● **What to produce**
Print word for word the portion of the article on AI-driven fashion starting with "Alex Bartley Catt, the" and going on through "data entry work.".

● **Given passage**
··········

A US clothing company is selling itself as AI-led. But what does that mean? Josie Adams finds out for IRL.
I have started getting ads for clothing that doesn’t exist. There are digitally-rendered dresses all over my Instagram timeline that look like they’ve been plucked out of the next season of Euphoria, but according to the website that sells them they haven’t actually been made. Finesse, a US-based fashion company, is using artificial intelligence to make clothing at exact demand – no overstocking.
Finesse uses AI to predict trends in the fashion industry, then makes 3D models of the designs it thinks are trending. These designs are placed on the website as a showcase of the next drop – customers can pick the design they’re most excited about, and the designs that get the most clicks are basically voted into existence.
This isn’t the first time a fashion house has employed AI. H&M uses it to predict demand and thereby improve its supply chain, and Zara uses it in robots that work with its inventory. Many industries use AI to streamline processes: Jetstar has an AI chatbot to help you resolve problems, and Netflix uses it to throw up terrible film suggestions. What Finesse seems to represent is a conceptual shift: AI isn’t a background assistant to the company, it’s a selling point. It’s fashion, but apparently more sustainable – all thanks to machines. But how sophisticated are these machines, really?
Alex Bartley Catt, the managing director of Auckland-based AI company Spacetime, says using AI as a selling point could work because it’s more of a concept than a specific technology. “AI is understood as more of a cultural and marketing term,” he says. “And it’s a banner term for a lot of different technologies that do cool things with data.” That’s what Spacetime does: cool things with data, sold under the umbrella term “AI”. Spacetime’s clients use chatbots to reduce call centre load, natural language search engines to create company Googles, and robotic process automation to do data entry work.

··········

● **Extracted entries**
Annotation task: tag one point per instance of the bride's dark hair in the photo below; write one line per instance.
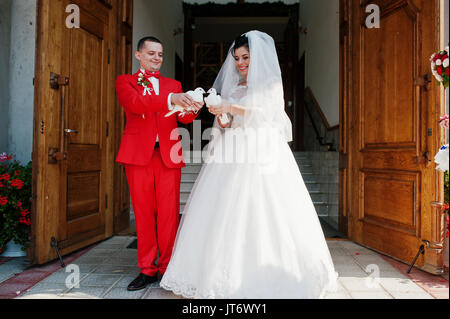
(241, 41)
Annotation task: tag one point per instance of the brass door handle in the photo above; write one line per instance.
(59, 82)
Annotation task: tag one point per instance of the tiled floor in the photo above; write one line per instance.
(107, 269)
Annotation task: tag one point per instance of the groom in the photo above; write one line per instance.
(152, 155)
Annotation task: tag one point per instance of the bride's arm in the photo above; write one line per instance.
(223, 125)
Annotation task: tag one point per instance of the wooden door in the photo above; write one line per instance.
(73, 153)
(393, 130)
(290, 75)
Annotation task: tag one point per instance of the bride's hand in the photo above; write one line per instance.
(218, 110)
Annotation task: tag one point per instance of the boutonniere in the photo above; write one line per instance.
(144, 82)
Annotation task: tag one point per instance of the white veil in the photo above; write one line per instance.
(264, 106)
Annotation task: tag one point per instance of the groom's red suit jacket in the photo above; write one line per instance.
(145, 119)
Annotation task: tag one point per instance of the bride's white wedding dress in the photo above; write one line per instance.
(250, 229)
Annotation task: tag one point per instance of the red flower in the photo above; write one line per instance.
(17, 183)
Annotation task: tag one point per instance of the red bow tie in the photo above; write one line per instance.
(149, 74)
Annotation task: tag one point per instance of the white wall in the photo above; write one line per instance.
(321, 47)
(23, 44)
(159, 19)
(5, 48)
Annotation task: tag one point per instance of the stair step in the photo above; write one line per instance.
(191, 168)
(186, 187)
(189, 177)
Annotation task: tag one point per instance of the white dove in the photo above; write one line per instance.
(212, 100)
(197, 95)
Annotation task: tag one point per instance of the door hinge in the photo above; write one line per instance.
(54, 244)
(423, 81)
(343, 161)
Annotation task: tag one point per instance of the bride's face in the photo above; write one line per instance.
(242, 60)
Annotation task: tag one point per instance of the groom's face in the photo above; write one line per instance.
(150, 56)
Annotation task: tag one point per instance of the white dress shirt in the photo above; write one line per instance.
(155, 82)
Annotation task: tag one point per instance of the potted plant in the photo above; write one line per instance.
(15, 205)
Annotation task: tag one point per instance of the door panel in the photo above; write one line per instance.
(73, 154)
(393, 129)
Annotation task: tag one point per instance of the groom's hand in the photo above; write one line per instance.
(182, 99)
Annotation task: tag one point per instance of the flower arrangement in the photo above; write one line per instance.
(15, 201)
(446, 195)
(439, 66)
(144, 82)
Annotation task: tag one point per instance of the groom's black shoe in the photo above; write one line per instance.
(141, 282)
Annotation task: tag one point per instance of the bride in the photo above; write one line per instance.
(249, 228)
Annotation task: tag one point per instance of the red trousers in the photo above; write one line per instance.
(155, 196)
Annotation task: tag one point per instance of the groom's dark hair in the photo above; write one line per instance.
(142, 41)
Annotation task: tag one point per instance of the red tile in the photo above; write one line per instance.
(11, 290)
(437, 286)
(30, 277)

··········

● **Your response**
Alex Bartley Catt, the managing director of Auckland-based AI company Spacetime, says using AI as a selling point could work because it’s more of a concept than a specific technology. “AI is understood as more of a cultural and marketing term,” he says. “And it’s a banner term for a lot of different technologies that do cool things with data.” That’s what Spacetime does: cool things with data, sold under the umbrella term “AI”. Spacetime’s clients use chatbots to reduce call centre load, natural language search engines to create company Googles, and robotic process automation to do data entry work.